## What is required
Within the listing below, how many lines hold the string "chair"? Only the number is wanted.

## Exercise materials
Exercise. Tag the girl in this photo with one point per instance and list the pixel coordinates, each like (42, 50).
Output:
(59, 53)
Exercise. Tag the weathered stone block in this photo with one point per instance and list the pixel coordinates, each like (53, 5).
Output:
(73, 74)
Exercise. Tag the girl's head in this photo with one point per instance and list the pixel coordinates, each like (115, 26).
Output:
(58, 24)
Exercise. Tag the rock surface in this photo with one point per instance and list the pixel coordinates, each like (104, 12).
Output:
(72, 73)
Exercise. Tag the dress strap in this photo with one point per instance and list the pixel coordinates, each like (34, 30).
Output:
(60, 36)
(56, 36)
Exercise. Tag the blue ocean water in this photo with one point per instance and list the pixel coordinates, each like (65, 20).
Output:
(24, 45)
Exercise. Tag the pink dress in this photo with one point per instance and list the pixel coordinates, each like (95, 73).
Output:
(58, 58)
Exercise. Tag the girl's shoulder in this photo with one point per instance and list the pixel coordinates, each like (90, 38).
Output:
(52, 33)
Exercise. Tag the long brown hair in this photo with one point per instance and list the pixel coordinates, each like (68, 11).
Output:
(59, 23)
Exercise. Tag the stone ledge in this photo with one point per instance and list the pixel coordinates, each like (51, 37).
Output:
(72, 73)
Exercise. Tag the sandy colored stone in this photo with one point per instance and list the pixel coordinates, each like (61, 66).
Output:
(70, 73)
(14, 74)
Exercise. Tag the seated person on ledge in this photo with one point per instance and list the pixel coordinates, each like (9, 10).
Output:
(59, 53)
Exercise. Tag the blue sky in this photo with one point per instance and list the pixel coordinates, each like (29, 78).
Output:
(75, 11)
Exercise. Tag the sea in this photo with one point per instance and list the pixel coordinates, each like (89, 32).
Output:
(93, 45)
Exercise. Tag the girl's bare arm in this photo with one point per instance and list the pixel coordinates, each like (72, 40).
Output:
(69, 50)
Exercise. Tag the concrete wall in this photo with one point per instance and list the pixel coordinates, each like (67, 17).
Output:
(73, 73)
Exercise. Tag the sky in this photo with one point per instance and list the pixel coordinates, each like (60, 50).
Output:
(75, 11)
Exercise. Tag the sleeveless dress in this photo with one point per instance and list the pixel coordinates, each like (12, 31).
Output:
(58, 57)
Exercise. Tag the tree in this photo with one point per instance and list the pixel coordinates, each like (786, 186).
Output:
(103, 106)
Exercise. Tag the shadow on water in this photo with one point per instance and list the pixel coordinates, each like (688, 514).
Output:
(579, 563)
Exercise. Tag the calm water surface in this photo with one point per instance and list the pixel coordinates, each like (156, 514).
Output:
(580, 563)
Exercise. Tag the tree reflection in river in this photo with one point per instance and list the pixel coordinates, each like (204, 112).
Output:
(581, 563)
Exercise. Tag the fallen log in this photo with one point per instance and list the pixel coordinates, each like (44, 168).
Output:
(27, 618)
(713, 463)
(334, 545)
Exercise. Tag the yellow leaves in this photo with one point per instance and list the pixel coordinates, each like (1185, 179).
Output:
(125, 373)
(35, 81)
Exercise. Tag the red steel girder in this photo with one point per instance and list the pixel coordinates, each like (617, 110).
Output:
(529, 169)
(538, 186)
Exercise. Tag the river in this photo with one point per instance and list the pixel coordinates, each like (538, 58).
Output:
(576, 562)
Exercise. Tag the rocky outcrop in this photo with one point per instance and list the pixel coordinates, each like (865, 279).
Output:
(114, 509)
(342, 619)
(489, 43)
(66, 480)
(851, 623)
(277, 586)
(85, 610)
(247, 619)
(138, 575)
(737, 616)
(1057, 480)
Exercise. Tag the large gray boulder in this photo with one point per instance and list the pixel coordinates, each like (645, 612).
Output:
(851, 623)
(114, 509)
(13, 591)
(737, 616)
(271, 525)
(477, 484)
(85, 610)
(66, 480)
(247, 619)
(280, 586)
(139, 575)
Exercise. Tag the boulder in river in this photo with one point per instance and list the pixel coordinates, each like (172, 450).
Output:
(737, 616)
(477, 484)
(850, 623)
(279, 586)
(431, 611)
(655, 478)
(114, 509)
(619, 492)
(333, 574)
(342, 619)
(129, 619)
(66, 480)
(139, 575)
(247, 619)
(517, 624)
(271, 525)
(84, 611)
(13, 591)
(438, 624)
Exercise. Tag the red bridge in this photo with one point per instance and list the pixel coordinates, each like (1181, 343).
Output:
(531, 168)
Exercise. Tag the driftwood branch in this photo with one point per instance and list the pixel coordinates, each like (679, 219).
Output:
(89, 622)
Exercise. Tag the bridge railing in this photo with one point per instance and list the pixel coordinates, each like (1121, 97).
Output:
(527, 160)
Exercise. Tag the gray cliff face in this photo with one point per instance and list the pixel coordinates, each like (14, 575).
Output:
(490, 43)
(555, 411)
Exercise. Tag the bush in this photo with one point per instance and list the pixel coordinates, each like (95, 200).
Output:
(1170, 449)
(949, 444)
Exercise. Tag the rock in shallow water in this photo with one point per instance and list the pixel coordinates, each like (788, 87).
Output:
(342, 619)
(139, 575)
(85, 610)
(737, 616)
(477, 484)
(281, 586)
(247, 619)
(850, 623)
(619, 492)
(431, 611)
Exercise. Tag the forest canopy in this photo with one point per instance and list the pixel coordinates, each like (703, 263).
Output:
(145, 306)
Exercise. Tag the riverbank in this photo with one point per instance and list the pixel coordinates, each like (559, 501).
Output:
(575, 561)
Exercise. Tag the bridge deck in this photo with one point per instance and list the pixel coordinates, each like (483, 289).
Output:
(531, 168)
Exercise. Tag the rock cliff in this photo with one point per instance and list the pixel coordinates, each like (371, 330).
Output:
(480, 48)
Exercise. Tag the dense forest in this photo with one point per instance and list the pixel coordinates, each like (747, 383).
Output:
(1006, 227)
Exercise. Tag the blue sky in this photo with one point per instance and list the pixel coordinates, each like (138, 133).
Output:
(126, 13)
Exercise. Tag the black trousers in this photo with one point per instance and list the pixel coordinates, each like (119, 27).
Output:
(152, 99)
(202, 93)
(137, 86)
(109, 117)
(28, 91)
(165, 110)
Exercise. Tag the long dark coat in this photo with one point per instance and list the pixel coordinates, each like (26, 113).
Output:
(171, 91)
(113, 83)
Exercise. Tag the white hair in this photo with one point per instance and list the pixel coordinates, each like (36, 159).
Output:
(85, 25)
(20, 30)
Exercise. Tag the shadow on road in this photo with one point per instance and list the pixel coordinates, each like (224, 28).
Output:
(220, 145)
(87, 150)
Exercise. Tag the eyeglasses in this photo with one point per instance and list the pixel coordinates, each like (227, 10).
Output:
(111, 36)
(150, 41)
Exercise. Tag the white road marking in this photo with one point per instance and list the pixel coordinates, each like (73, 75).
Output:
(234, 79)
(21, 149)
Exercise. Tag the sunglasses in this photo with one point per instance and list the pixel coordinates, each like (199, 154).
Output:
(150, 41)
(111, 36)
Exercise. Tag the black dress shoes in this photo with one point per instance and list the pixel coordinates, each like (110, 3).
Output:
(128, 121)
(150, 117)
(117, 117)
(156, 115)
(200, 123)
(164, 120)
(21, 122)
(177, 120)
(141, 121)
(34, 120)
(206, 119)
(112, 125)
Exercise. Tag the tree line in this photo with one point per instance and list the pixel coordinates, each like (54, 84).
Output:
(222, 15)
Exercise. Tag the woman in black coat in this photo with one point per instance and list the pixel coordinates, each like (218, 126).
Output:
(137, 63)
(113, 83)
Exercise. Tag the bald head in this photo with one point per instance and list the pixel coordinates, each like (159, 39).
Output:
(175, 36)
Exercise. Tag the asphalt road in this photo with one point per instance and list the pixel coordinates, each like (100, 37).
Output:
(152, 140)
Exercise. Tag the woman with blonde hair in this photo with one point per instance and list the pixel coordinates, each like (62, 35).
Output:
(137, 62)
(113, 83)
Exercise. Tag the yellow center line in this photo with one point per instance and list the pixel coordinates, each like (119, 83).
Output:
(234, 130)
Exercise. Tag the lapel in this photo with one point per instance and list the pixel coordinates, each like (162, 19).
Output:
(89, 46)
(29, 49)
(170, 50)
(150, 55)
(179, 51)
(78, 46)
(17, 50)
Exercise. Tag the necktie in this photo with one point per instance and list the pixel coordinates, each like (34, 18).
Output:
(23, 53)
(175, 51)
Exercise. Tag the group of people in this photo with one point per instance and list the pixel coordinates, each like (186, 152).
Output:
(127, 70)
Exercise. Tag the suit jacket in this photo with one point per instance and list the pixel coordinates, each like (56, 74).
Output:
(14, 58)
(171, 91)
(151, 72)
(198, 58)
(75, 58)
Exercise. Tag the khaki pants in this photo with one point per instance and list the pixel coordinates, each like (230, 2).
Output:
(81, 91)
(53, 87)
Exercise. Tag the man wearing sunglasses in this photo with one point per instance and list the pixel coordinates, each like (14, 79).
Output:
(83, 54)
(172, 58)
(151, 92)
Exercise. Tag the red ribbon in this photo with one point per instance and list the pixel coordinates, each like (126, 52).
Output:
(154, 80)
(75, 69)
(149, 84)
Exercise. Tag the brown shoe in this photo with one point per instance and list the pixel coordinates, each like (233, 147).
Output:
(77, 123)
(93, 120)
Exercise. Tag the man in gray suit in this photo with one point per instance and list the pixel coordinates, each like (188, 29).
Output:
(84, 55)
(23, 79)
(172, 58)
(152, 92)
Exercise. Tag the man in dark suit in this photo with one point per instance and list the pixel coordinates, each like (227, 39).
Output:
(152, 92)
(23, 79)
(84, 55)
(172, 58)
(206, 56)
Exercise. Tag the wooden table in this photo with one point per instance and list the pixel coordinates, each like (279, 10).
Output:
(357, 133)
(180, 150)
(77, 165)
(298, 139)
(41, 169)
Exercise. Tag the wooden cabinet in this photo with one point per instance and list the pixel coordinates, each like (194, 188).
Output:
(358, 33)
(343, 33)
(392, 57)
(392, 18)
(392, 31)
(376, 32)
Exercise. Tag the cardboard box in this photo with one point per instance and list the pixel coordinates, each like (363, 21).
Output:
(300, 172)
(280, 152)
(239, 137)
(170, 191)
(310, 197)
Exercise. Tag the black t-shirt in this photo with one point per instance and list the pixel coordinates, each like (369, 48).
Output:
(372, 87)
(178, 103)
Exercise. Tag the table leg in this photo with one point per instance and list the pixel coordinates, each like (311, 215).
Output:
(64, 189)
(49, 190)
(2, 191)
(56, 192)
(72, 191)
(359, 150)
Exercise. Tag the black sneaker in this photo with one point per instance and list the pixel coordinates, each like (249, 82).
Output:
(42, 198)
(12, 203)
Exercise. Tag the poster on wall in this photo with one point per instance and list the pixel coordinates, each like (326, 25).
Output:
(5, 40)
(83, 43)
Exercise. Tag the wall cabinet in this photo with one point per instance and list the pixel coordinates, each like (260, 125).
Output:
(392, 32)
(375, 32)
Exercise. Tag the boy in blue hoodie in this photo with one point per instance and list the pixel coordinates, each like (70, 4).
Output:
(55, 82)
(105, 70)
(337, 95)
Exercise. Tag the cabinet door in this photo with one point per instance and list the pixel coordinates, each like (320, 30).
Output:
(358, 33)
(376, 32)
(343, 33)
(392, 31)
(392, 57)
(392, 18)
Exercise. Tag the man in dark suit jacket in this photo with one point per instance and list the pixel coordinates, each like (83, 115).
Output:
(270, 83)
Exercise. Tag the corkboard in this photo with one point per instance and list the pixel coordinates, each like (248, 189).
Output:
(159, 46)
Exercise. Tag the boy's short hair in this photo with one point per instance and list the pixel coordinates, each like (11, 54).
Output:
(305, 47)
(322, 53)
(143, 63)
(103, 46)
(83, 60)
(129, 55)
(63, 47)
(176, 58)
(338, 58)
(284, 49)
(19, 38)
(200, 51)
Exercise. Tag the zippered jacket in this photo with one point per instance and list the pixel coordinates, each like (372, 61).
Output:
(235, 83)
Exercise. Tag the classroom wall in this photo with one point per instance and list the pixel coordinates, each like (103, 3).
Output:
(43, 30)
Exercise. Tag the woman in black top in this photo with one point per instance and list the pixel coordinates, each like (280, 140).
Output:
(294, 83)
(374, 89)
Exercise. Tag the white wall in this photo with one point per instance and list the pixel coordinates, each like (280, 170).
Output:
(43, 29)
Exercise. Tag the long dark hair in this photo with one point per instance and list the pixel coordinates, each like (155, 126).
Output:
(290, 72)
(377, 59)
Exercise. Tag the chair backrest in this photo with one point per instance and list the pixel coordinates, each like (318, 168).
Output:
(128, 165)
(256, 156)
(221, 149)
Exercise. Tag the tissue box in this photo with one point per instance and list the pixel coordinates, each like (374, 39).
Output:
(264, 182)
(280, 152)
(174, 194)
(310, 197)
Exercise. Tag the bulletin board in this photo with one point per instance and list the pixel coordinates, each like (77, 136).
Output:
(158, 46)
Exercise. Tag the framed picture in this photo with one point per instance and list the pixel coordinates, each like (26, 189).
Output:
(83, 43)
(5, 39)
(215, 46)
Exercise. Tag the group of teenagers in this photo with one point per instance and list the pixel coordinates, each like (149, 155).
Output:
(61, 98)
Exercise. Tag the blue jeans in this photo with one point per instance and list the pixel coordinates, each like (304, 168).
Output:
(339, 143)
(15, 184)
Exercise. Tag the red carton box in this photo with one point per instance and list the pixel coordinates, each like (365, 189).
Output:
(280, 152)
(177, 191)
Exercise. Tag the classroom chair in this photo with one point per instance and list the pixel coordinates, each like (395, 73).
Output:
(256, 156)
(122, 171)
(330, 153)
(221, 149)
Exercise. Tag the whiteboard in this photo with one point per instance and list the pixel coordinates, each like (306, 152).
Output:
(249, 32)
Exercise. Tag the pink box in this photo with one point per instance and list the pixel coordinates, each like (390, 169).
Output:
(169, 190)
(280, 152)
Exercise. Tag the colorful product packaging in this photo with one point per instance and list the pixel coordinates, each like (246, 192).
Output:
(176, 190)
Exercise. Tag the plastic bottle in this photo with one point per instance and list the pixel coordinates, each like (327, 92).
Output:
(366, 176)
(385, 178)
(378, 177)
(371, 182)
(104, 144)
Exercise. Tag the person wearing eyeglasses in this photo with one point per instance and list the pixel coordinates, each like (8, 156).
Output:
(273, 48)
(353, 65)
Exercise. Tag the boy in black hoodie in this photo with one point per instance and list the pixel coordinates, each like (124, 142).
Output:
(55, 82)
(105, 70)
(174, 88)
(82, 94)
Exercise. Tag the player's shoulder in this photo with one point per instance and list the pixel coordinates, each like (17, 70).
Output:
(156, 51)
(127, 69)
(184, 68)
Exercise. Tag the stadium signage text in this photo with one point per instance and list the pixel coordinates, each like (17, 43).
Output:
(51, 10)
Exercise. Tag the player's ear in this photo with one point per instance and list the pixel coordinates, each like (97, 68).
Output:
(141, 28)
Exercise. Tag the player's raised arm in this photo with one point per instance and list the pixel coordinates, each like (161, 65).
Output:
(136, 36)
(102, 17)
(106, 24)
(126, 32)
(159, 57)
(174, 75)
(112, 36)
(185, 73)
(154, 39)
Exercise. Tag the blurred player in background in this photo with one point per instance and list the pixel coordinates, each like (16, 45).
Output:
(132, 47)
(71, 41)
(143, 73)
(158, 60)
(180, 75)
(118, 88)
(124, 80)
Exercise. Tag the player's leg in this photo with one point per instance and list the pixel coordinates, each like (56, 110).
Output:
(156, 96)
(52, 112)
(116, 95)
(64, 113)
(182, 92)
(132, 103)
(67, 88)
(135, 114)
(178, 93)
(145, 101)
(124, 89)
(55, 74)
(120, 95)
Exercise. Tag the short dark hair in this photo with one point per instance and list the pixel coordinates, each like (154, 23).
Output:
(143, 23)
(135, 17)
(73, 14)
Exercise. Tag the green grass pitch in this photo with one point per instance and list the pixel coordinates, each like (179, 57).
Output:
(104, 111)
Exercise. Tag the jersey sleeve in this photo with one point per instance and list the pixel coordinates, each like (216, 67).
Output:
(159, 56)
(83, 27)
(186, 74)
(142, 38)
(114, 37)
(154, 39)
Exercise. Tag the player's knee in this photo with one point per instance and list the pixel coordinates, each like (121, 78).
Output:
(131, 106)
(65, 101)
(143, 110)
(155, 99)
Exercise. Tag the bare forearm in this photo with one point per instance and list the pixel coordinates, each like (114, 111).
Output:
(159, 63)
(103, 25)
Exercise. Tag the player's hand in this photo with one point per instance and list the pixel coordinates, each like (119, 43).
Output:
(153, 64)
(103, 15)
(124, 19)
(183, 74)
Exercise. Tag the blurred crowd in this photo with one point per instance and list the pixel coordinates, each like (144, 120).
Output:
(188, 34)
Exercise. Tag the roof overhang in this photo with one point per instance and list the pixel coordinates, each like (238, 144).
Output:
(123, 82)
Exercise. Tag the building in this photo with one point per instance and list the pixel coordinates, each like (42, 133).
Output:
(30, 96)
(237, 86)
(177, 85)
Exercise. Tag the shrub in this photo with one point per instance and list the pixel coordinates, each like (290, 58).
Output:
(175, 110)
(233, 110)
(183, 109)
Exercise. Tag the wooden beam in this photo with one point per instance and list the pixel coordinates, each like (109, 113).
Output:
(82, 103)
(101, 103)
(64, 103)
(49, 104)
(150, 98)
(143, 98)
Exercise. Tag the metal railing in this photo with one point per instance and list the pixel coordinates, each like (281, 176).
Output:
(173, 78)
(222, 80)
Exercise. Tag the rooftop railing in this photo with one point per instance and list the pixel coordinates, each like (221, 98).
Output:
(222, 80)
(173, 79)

## Exercise solution
2